What to work on :: Render each line of the data, from the line containing "rusted metal anchor." through the final line of the data, as a numbered list, and omit any blank lines.

Records for this task ::
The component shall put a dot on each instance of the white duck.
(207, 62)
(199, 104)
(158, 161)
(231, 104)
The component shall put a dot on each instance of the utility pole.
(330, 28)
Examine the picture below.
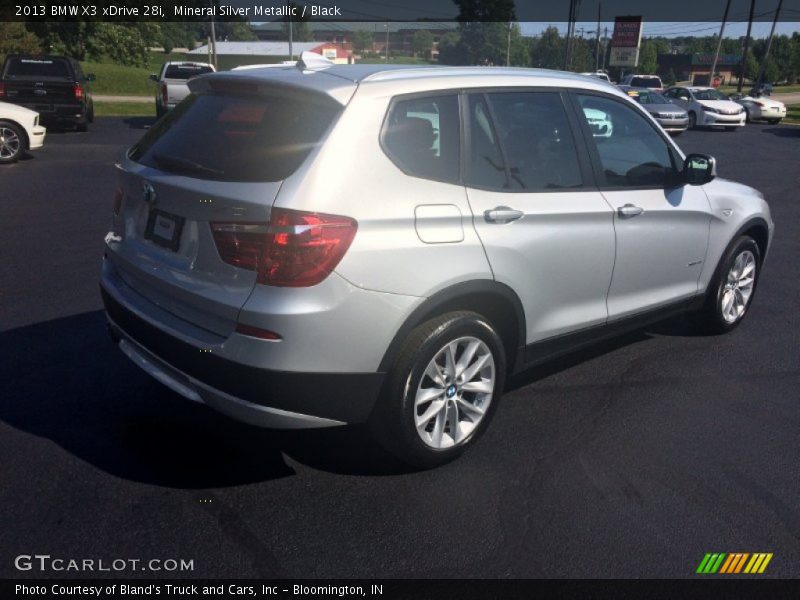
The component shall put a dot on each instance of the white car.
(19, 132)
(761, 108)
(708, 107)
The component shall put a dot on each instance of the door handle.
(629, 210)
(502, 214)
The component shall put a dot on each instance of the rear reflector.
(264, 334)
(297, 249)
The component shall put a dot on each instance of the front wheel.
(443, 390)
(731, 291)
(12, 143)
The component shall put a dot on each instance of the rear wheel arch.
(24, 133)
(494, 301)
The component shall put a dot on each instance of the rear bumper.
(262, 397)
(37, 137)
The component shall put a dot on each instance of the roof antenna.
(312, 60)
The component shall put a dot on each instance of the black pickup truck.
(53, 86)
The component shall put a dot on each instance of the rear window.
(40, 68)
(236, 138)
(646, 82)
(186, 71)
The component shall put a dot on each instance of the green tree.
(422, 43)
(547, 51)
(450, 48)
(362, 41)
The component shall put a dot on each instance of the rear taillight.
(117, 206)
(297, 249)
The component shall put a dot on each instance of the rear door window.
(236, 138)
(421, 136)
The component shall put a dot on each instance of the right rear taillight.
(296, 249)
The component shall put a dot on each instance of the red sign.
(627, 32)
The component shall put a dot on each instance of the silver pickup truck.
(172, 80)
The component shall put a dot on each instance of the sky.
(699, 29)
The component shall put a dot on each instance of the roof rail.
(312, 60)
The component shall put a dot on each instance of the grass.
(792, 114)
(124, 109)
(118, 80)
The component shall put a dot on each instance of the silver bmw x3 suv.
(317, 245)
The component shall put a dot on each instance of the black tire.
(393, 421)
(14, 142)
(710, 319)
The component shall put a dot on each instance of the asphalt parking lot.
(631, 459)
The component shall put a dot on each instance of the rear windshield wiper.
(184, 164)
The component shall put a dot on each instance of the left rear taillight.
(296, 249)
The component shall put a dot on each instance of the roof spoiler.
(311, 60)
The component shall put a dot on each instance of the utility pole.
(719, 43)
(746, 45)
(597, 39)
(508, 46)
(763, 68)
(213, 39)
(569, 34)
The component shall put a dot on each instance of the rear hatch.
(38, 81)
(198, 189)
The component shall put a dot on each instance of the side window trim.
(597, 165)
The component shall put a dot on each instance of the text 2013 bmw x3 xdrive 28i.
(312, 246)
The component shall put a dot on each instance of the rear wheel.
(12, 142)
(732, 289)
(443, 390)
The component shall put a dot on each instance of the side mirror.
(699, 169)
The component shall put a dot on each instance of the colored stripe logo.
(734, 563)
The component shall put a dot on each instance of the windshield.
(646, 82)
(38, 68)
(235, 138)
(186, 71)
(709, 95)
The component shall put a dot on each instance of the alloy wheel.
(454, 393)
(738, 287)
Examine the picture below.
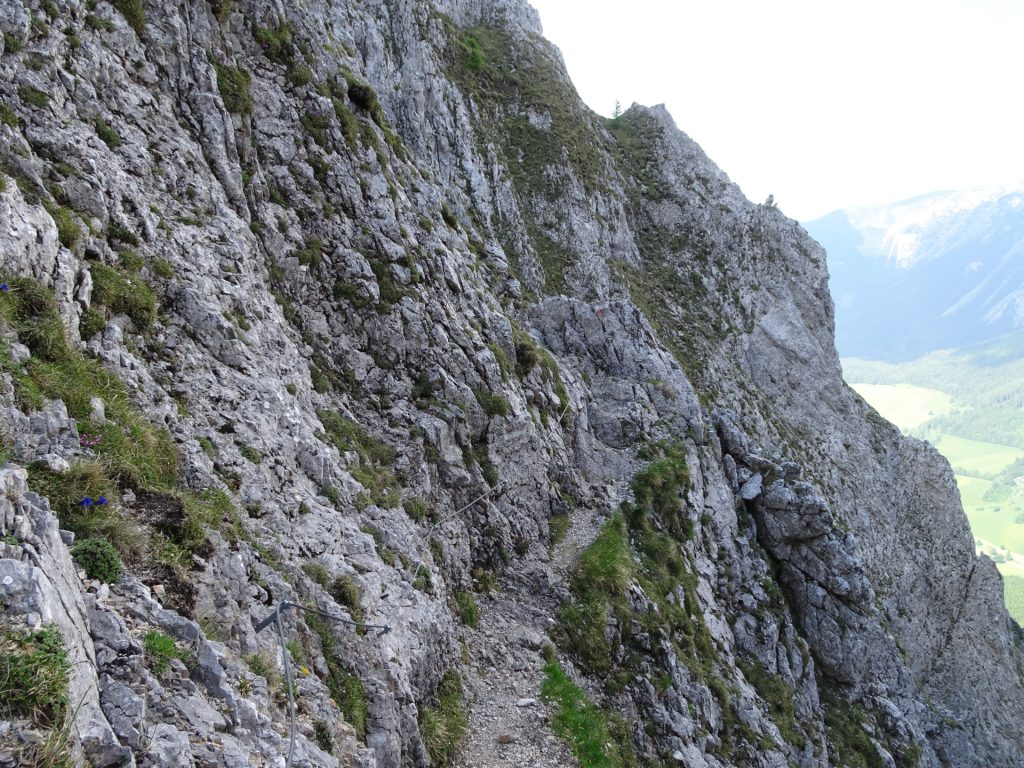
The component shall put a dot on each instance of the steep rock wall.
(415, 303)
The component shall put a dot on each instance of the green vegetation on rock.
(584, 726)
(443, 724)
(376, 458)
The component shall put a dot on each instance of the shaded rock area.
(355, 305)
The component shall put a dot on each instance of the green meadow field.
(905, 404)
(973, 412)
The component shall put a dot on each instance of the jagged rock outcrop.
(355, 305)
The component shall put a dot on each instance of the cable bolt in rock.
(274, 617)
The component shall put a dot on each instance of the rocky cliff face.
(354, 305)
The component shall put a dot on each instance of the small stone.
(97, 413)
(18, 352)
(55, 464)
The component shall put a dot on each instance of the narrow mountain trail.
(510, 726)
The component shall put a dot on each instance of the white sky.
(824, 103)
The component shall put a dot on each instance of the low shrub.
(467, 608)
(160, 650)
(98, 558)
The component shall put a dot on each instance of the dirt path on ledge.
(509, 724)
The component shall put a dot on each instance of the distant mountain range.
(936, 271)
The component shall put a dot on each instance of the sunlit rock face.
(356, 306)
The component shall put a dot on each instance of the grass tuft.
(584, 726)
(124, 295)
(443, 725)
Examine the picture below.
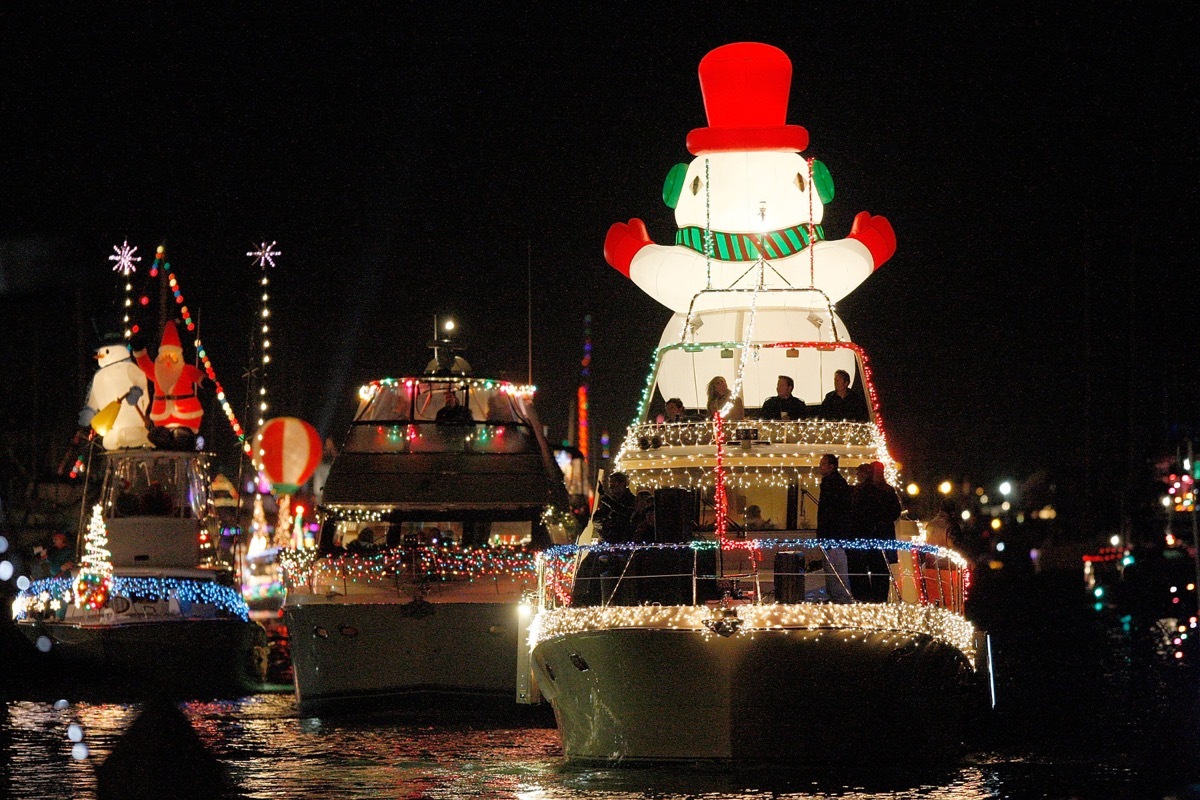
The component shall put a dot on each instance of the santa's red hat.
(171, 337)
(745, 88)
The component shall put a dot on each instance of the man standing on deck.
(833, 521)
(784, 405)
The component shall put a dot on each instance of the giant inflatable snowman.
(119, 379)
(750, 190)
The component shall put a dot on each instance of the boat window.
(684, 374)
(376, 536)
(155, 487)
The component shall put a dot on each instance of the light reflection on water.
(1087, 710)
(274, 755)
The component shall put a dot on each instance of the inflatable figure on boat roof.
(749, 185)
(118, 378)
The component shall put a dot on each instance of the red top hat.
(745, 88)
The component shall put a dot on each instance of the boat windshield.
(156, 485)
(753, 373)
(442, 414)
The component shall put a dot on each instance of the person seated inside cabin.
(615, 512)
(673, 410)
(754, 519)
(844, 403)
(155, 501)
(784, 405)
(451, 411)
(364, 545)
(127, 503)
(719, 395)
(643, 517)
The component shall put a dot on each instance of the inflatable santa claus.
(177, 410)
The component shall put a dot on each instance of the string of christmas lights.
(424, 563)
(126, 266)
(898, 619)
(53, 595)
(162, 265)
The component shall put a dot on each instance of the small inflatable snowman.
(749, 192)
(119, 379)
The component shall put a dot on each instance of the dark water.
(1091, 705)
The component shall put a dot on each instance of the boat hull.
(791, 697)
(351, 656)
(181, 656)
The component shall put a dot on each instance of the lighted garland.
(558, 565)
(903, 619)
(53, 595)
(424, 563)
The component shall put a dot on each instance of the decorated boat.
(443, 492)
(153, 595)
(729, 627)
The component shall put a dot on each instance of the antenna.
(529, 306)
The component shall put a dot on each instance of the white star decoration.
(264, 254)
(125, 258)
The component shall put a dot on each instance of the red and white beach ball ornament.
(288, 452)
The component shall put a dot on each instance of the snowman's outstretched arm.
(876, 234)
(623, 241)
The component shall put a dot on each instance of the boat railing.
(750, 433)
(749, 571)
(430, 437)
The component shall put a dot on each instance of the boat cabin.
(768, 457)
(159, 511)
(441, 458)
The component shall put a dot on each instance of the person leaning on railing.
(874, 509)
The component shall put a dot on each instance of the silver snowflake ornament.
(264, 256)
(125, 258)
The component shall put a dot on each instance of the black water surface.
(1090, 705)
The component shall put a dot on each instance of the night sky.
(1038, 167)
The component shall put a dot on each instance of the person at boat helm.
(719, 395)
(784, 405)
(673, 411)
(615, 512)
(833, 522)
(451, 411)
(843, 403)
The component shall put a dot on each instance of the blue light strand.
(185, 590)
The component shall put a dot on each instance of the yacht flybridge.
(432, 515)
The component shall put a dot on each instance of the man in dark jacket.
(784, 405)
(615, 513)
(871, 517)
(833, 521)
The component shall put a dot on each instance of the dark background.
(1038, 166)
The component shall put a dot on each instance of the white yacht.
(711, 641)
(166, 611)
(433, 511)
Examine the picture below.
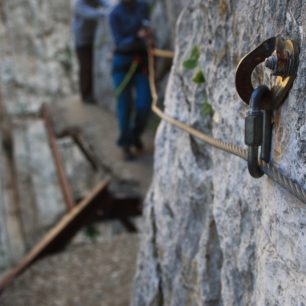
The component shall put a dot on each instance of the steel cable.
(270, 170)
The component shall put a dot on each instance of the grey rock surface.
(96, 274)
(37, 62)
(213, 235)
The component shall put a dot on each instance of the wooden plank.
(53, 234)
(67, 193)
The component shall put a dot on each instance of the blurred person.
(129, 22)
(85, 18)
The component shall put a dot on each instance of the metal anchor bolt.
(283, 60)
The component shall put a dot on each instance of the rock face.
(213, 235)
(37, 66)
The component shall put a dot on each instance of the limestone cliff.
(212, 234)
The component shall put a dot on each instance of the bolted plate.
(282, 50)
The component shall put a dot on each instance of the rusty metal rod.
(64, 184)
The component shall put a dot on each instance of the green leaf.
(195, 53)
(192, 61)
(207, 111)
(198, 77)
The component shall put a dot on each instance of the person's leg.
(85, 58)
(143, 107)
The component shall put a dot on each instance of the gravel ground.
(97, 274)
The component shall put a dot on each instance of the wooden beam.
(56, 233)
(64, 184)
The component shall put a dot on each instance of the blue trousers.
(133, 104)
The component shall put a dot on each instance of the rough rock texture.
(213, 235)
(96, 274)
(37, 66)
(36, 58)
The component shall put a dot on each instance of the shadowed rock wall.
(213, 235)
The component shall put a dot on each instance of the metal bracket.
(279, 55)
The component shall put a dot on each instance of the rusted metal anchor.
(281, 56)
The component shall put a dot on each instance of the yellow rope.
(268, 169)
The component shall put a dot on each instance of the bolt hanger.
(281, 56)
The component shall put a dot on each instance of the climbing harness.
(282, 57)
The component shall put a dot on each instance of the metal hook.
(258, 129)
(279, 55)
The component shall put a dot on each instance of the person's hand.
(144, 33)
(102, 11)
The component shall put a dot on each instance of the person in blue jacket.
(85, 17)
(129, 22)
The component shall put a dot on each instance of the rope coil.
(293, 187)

Worked solution ::
1. The component shall put a dot on each instance of the rusted metal anchor.
2. (281, 56)
3. The component shall put a dot on each instance of the yellow rope.
4. (268, 169)
5. The component shall put a dot on each instance of the bolt hanger.
6. (281, 56)
7. The component shall put a dot on each instance of the climbing harness.
8. (282, 57)
9. The component shall put a dot on each instance of the metal hook.
10. (258, 129)
11. (279, 55)
12. The component shall put a dot on each instance of the person's hand.
13. (144, 33)
14. (102, 11)
15. The component shall put a dot on each instance of the person in blue jacket.
16. (85, 17)
17. (129, 22)
18. The component shall put a dot on each instance of the rope coil.
19. (293, 187)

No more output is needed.